Action culturelle et coopération intercommunale
Paris : La Documentation française, 1992. - 136 p. ; 24 cm. - (Collection du Département des études et de la prospective du ministère de l'Education nationale et de la Culture)
ISBN 2-11-002844-00 : 110 F.
« Si l'engouement pour la coopération culturelle des collectivités locales se mesurait à la fortune du terme de partenariat dans la bouche des élus, des fonctionnaires et des experts chargés du secteur, il y aurait vraiment lieu de se féliciter » (Emmanuel Wallon). Or, on ne se félicite pas vraiment. Car si personne ne remet en cause la légitimité d'une gestion intercommunale pour les ordures ménagères ou les transports en commun, il paraît plus douloureux de franchir les frontières administratives quand il s'agit d'équipements ou de projets culturels.

....................

**Consignes**
- a) Recopiez le passage de l'extrait allant de « Action culturelle et » jusqu'à « de projets culturels. » inclus.
- b) D'après l'extrait, pour quels domaines personne ne remet-il en cause la légitimité d'une gestion intercommunale ?

....................

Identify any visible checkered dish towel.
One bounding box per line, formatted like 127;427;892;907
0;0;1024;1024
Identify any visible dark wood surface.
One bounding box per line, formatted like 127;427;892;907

....................

**Réponses**
- a)
Action culturelle et coopération intercommunale
Paris : La Documentation française, 1992. - 136 p. ; 24 cm. - (Collection du Département des études et de la prospective du ministère de l'Education nationale et de la Culture)
ISBN 2-11-002844-00 : 110 F.
« Si l'engouement pour la coopération culturelle des collectivités locales se mesurait à la fortune du terme de partenariat dans la bouche des élus, des fonctionnaires et des experts chargés du secteur, il y aurait vraiment lieu de se féliciter » (Emmanuel Wallon). Or, on ne se félicite pas vraiment. Car si personne ne remet en cause la légitimité d'une gestion intercommunale pour les ordures ménagères ou les transports en commun, il paraît plus douloureux de franchir les frontières administratives quand il s'agit d'équipements ou de projets culturels.

- b) Les ordures ménagères et les transports en commun.